> What the task requires: Please copy every line of the records below that holds the word "each".
Start of Records supplied
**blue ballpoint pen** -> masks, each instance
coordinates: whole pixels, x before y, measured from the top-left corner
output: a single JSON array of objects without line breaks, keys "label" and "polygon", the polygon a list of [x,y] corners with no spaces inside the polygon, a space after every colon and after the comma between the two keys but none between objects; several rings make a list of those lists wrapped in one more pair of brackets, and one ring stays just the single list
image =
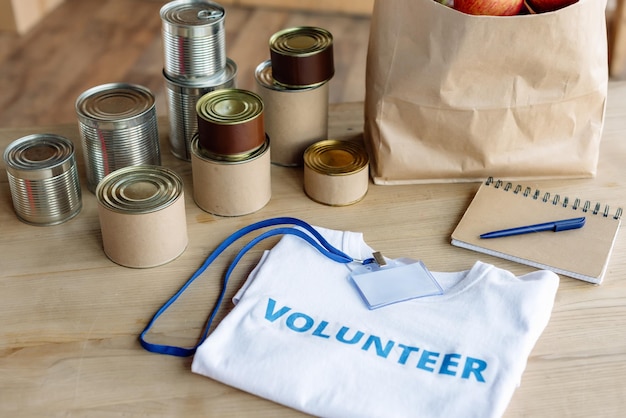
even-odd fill
[{"label": "blue ballpoint pen", "polygon": [[481,238],[499,238],[508,237],[511,235],[529,234],[531,232],[541,231],[567,231],[568,229],[578,229],[585,225],[585,217],[563,219],[559,221],[545,222],[535,225],[518,226],[516,228],[501,229],[499,231],[492,231],[482,234]]}]

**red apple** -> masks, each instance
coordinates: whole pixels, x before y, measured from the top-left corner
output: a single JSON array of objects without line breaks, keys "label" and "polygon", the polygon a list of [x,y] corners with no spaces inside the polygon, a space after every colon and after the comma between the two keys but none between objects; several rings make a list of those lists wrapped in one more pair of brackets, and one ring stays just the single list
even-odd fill
[{"label": "red apple", "polygon": [[523,6],[524,0],[454,0],[456,10],[470,15],[514,16]]},{"label": "red apple", "polygon": [[535,13],[553,12],[565,6],[576,3],[578,0],[527,0],[528,6]]}]

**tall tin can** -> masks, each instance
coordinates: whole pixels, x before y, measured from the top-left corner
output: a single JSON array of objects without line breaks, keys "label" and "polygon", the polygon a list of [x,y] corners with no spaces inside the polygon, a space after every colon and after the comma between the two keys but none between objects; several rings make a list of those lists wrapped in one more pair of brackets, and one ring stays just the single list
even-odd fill
[{"label": "tall tin can", "polygon": [[251,91],[222,89],[196,104],[198,143],[224,157],[248,155],[265,143],[263,99]]},{"label": "tall tin can", "polygon": [[226,68],[212,77],[173,79],[164,71],[170,121],[170,149],[176,157],[191,161],[191,139],[198,131],[196,104],[203,95],[236,86],[237,65],[228,59]]},{"label": "tall tin can", "polygon": [[173,79],[210,77],[226,66],[225,11],[204,0],[176,0],[161,8],[165,73]]},{"label": "tall tin can", "polygon": [[107,175],[96,188],[104,252],[134,268],[165,264],[187,247],[183,181],[160,166],[133,166]]},{"label": "tall tin can", "polygon": [[76,100],[88,189],[107,174],[133,165],[160,165],[155,99],[145,87],[111,83]]},{"label": "tall tin can", "polygon": [[306,148],[328,137],[328,82],[287,87],[272,76],[272,62],[255,71],[265,103],[265,131],[272,140],[272,163],[302,165]]},{"label": "tall tin can", "polygon": [[242,216],[262,209],[272,196],[270,143],[236,156],[214,154],[191,142],[194,201],[205,212]]},{"label": "tall tin can", "polygon": [[4,151],[17,217],[31,225],[55,225],[82,208],[80,183],[70,140],[53,134],[17,139]]}]

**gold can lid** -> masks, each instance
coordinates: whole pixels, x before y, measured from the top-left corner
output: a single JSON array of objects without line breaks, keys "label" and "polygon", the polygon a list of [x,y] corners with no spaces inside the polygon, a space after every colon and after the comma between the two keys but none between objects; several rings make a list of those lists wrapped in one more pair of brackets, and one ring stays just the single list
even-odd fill
[{"label": "gold can lid", "polygon": [[326,29],[300,26],[276,32],[269,42],[272,52],[306,57],[327,50],[333,44],[333,35]]},{"label": "gold can lid", "polygon": [[11,142],[4,151],[7,172],[24,180],[45,180],[74,164],[74,145],[59,135],[33,134]]},{"label": "gold can lid", "polygon": [[204,120],[220,125],[249,122],[263,114],[263,100],[248,90],[220,89],[198,99],[196,112]]},{"label": "gold can lid", "polygon": [[270,148],[270,139],[265,135],[265,141],[258,147],[240,154],[217,154],[200,146],[199,135],[196,132],[191,138],[191,153],[203,161],[219,164],[242,164],[256,160],[263,156]]},{"label": "gold can lid", "polygon": [[154,109],[154,95],[145,87],[127,83],[109,83],[92,87],[76,100],[81,119],[120,122]]},{"label": "gold can lid", "polygon": [[164,209],[183,193],[183,181],[161,166],[130,166],[105,176],[96,188],[98,202],[108,210],[145,214]]},{"label": "gold can lid", "polygon": [[304,164],[320,174],[344,176],[367,167],[369,157],[365,149],[352,141],[326,139],[310,145],[304,151]]},{"label": "gold can lid", "polygon": [[163,22],[176,26],[206,26],[224,20],[222,6],[205,0],[178,0],[165,4],[160,11]]}]

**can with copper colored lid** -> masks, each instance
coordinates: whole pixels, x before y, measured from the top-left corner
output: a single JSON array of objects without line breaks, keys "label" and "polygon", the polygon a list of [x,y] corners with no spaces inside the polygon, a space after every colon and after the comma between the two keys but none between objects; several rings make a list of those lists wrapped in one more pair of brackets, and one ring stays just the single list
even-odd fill
[{"label": "can with copper colored lid", "polygon": [[198,99],[215,90],[234,88],[236,75],[237,66],[230,59],[222,72],[206,78],[172,79],[163,72],[167,87],[172,154],[182,160],[191,161],[191,138],[198,131]]},{"label": "can with copper colored lid", "polygon": [[204,0],[170,1],[161,8],[165,73],[174,79],[210,77],[226,66],[225,11]]},{"label": "can with copper colored lid", "polygon": [[248,90],[221,89],[198,99],[198,143],[207,151],[245,155],[265,142],[263,100]]},{"label": "can with copper colored lid", "polygon": [[255,78],[265,104],[272,163],[301,166],[304,150],[328,137],[328,83],[286,87],[274,80],[270,60],[257,66]]},{"label": "can with copper colored lid", "polygon": [[96,188],[104,252],[125,267],[165,264],[187,247],[183,181],[160,166],[114,171]]},{"label": "can with copper colored lid", "polygon": [[161,164],[155,99],[147,88],[93,87],[76,100],[76,113],[90,191],[119,168]]},{"label": "can with copper colored lid", "polygon": [[315,86],[335,74],[333,36],[326,29],[301,26],[270,37],[274,79],[288,87]]},{"label": "can with copper colored lid", "polygon": [[31,225],[56,225],[82,208],[74,145],[62,136],[33,134],[4,151],[17,217]]},{"label": "can with copper colored lid", "polygon": [[245,155],[223,156],[191,142],[194,201],[205,212],[242,216],[263,208],[272,196],[269,139]]},{"label": "can with copper colored lid", "polygon": [[312,200],[346,206],[363,199],[369,185],[369,157],[353,141],[327,139],[304,153],[304,191]]}]

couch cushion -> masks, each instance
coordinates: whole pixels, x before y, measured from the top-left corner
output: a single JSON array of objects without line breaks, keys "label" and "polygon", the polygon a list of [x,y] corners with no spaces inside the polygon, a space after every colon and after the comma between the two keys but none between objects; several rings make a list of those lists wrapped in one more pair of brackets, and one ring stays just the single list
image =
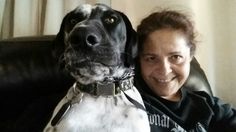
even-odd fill
[{"label": "couch cushion", "polygon": [[15,120],[39,98],[67,91],[73,79],[53,58],[54,36],[0,41],[2,120]]}]

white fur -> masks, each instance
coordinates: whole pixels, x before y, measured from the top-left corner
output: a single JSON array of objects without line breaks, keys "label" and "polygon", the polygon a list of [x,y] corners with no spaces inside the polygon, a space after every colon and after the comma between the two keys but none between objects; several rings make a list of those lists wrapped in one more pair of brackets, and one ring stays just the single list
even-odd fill
[{"label": "white fur", "polygon": [[90,4],[82,4],[79,7],[76,8],[77,10],[75,12],[83,12],[84,15],[89,15],[92,12],[92,5]]},{"label": "white fur", "polygon": [[80,68],[79,72],[83,75],[83,77],[74,75],[73,73],[71,74],[78,82],[89,84],[104,80],[104,77],[110,74],[110,69],[108,67],[94,66],[92,71],[93,73],[96,73],[94,75],[90,74],[91,69],[89,68]]},{"label": "white fur", "polygon": [[[143,104],[135,87],[125,91]],[[55,127],[48,123],[44,132],[150,132],[145,111],[136,108],[124,93],[116,96],[92,96],[76,93],[71,88],[56,107],[53,117],[61,106],[73,100],[72,108]]]}]

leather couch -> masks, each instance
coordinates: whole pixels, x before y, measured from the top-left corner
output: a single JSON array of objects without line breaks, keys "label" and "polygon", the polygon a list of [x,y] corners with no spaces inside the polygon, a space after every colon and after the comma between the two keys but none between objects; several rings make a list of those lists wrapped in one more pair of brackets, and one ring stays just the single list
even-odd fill
[{"label": "leather couch", "polygon": [[[53,57],[52,36],[0,41],[0,131],[40,132],[74,79]],[[212,90],[197,60],[185,85]]]}]

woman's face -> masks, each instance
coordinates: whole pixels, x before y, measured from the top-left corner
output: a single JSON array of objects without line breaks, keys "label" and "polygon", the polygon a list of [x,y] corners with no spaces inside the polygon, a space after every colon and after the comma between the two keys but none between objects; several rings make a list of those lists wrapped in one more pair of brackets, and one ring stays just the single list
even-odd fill
[{"label": "woman's face", "polygon": [[190,48],[182,32],[171,29],[149,34],[140,54],[141,74],[158,96],[177,101],[190,71]]}]

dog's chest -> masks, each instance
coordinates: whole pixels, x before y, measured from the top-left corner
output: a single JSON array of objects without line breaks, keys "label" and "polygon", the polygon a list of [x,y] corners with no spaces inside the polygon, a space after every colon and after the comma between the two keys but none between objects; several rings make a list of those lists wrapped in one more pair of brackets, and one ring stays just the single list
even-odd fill
[{"label": "dog's chest", "polygon": [[123,94],[111,97],[85,94],[79,102],[72,104],[56,126],[56,131],[141,132],[147,130],[144,124],[147,124],[146,113],[136,108]]}]

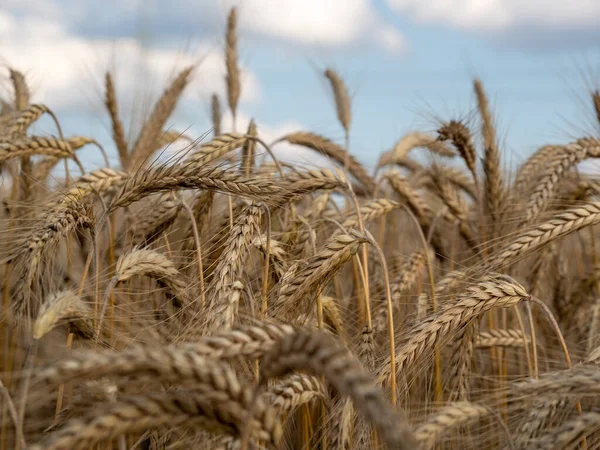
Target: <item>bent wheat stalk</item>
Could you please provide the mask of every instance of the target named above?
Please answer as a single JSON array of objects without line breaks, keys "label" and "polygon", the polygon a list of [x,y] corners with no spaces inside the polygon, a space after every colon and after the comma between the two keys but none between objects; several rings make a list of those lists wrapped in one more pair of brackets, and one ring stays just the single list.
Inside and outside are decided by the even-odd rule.
[{"label": "bent wheat stalk", "polygon": [[316,330],[302,330],[282,339],[261,365],[265,382],[292,371],[322,374],[381,433],[390,449],[414,448],[415,439],[400,410],[385,400],[370,374],[348,349],[333,337]]}]

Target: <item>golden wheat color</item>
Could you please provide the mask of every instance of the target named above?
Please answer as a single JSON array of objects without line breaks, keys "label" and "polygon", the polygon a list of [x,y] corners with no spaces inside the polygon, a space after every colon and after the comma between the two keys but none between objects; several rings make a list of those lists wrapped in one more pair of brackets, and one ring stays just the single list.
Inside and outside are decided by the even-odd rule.
[{"label": "golden wheat color", "polygon": [[[208,139],[171,127],[201,68],[137,136],[105,73],[112,167],[7,70],[0,450],[600,448],[600,184],[579,170],[600,140],[510,166],[474,80],[476,127],[374,137],[363,161],[331,68],[344,142],[267,139],[259,115],[237,123],[245,14],[223,27]],[[43,115],[56,136],[32,134]],[[91,146],[105,165],[86,172]]]}]

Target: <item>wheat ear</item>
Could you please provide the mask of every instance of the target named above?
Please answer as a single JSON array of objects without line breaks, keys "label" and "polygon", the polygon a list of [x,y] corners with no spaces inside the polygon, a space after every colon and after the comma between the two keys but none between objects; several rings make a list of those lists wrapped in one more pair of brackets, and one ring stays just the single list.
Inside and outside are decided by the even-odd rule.
[{"label": "wheat ear", "polygon": [[242,91],[240,68],[238,67],[237,8],[231,8],[229,15],[227,16],[225,42],[225,67],[227,69],[225,84],[227,86],[227,103],[233,117],[233,131],[235,131],[238,101]]},{"label": "wheat ear", "polygon": [[183,90],[187,86],[194,66],[186,67],[173,80],[170,86],[154,105],[154,109],[144,124],[129,156],[129,166],[137,168],[152,156],[162,129],[169,119]]},{"label": "wheat ear", "polygon": [[40,306],[33,324],[33,337],[40,339],[61,321],[68,321],[74,329],[85,336],[92,336],[92,311],[73,291],[61,291],[50,295]]},{"label": "wheat ear", "polygon": [[[78,450],[110,441],[124,433],[133,433],[164,425],[190,427],[219,434],[239,435],[248,427],[252,437],[275,449],[281,439],[281,425],[275,411],[260,398],[254,388],[245,386],[230,372],[213,370],[210,378],[199,381],[201,393],[179,392],[124,397],[85,419],[73,419],[35,450]],[[222,378],[227,375],[226,378]],[[248,409],[253,419],[245,423]]]},{"label": "wheat ear", "polygon": [[188,281],[177,270],[175,264],[162,253],[150,249],[134,248],[122,255],[115,266],[115,275],[104,292],[102,308],[96,326],[96,336],[102,329],[102,321],[108,307],[108,300],[112,288],[118,283],[141,275],[150,277],[164,286],[172,297],[173,305],[182,308],[189,305],[191,300],[188,294]]},{"label": "wheat ear", "polygon": [[254,138],[257,137],[257,130],[254,119],[250,120],[246,135],[250,136],[252,139],[248,139],[242,147],[242,160],[240,163],[240,171],[244,174],[245,177],[249,177],[254,171],[254,158],[256,153],[256,140]]},{"label": "wheat ear", "polygon": [[[469,287],[453,305],[415,326],[396,354],[398,372],[415,367],[436,345],[445,343],[477,317],[493,308],[509,308],[529,297],[525,289],[510,277],[493,277]],[[434,345],[435,344],[435,345]],[[379,380],[388,381],[389,361],[380,371]]]},{"label": "wheat ear", "polygon": [[286,141],[294,145],[301,145],[303,147],[320,152],[342,166],[347,161],[348,171],[350,174],[364,186],[369,194],[373,194],[375,192],[375,181],[369,175],[363,165],[358,162],[356,158],[346,152],[342,147],[330,141],[329,139],[314,133],[297,132],[287,134],[279,140]]},{"label": "wheat ear", "polygon": [[440,140],[452,141],[456,150],[465,160],[467,167],[473,174],[473,179],[477,181],[477,151],[471,139],[471,132],[462,122],[451,120],[438,129]]},{"label": "wheat ear", "polygon": [[261,378],[265,381],[296,370],[322,374],[336,391],[350,397],[354,407],[379,430],[388,448],[414,448],[404,414],[385,400],[371,375],[333,337],[316,330],[287,336],[265,355]]},{"label": "wheat ear", "polygon": [[208,288],[209,330],[231,329],[237,315],[239,279],[242,277],[250,244],[260,227],[262,206],[252,203],[236,218]]},{"label": "wheat ear", "polygon": [[[483,171],[485,173],[485,206],[492,219],[494,227],[498,225],[505,208],[504,180],[502,178],[502,166],[500,151],[496,142],[496,130],[494,120],[490,111],[489,102],[483,84],[480,80],[473,82],[477,106],[481,116],[481,134],[483,135]],[[494,229],[495,230],[495,229]],[[493,235],[492,235],[493,237]]]},{"label": "wheat ear", "polygon": [[22,111],[29,106],[29,86],[27,86],[27,81],[25,81],[25,75],[18,70],[9,69],[9,73],[15,92],[15,109]]},{"label": "wheat ear", "polygon": [[127,154],[129,144],[127,143],[127,138],[125,137],[125,129],[123,128],[123,122],[121,122],[121,118],[119,117],[117,92],[115,89],[113,77],[110,74],[110,72],[106,72],[106,75],[104,77],[104,85],[106,91],[104,96],[104,105],[106,106],[106,110],[108,111],[108,115],[110,116],[113,141],[115,142],[117,151],[119,153],[119,161],[121,162],[121,167],[127,167],[129,162],[129,155]]},{"label": "wheat ear", "polygon": [[419,425],[415,429],[415,437],[420,448],[428,450],[454,428],[467,425],[488,414],[489,411],[486,407],[476,403],[450,403],[430,417],[426,423]]},{"label": "wheat ear", "polygon": [[408,154],[416,148],[426,148],[432,153],[445,157],[456,156],[456,152],[448,145],[438,141],[434,136],[430,136],[418,131],[413,131],[402,136],[391,150],[384,152],[379,157],[377,167],[383,167],[391,164],[404,164]]},{"label": "wheat ear", "polygon": [[212,119],[213,136],[217,137],[221,134],[221,104],[217,94],[213,94],[210,99],[210,117]]}]

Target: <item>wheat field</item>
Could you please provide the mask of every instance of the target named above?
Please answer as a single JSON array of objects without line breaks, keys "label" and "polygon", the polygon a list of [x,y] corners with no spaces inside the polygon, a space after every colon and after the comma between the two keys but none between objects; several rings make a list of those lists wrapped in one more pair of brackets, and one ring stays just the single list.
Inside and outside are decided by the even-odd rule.
[{"label": "wheat field", "polygon": [[[169,127],[195,66],[135,140],[105,74],[119,167],[86,173],[105,150],[9,69],[0,450],[600,448],[600,183],[578,170],[600,139],[509,170],[474,80],[476,120],[411,132],[367,170],[327,68],[344,142],[265,142],[236,120],[236,22],[212,137]],[[42,116],[55,135],[31,133]],[[280,161],[285,143],[330,165]]]}]

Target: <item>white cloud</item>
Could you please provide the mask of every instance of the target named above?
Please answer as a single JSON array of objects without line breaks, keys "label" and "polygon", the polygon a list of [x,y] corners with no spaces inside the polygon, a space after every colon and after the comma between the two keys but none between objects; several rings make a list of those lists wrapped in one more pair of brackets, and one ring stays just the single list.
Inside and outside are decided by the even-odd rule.
[{"label": "white cloud", "polygon": [[596,28],[597,0],[387,0],[390,7],[421,23],[441,23],[481,33],[534,27]]},{"label": "white cloud", "polygon": [[[200,45],[194,55],[165,48],[144,49],[132,38],[117,41],[82,38],[65,24],[39,17],[17,17],[0,12],[0,62],[23,71],[33,86],[34,100],[57,110],[87,105],[90,88],[100,89],[99,77],[116,67],[119,97],[133,101],[133,93],[149,84],[156,97],[177,70],[200,61],[185,91],[188,100],[206,100],[224,88],[223,57],[218,49]],[[256,77],[242,70],[242,101],[260,96]],[[86,97],[87,95],[87,97]]]},{"label": "white cloud", "polygon": [[[406,50],[402,34],[377,13],[372,0],[7,0],[8,11],[61,17],[78,34],[120,37],[148,30],[149,39],[219,37],[231,6],[239,10],[241,34],[317,49],[368,43],[387,51]],[[37,8],[38,3],[44,4]],[[58,7],[57,5],[60,5]],[[107,13],[110,11],[110,13]],[[158,39],[157,39],[158,38]],[[275,41],[273,41],[275,39]]]},{"label": "white cloud", "polygon": [[370,41],[392,52],[406,49],[399,31],[369,0],[248,0],[240,7],[240,25],[298,44],[338,48]]}]

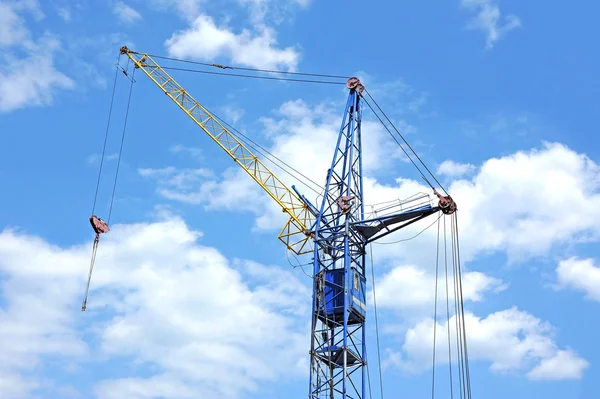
End of Records supplied
> Reply:
**blue ballpoint pen** -> masks, each instance
**red apple** -> masks, each instance
**tall tin can** -> masks, each instance
**gold can lid** -> masks, each instance
**can with copper colored lid** -> masks, each instance
couch cushion -> masks, each instance
white fur -> masks, each instance
leather couch -> masks, each instance
woman's face -> masks, each instance
dog's chest -> masks, each instance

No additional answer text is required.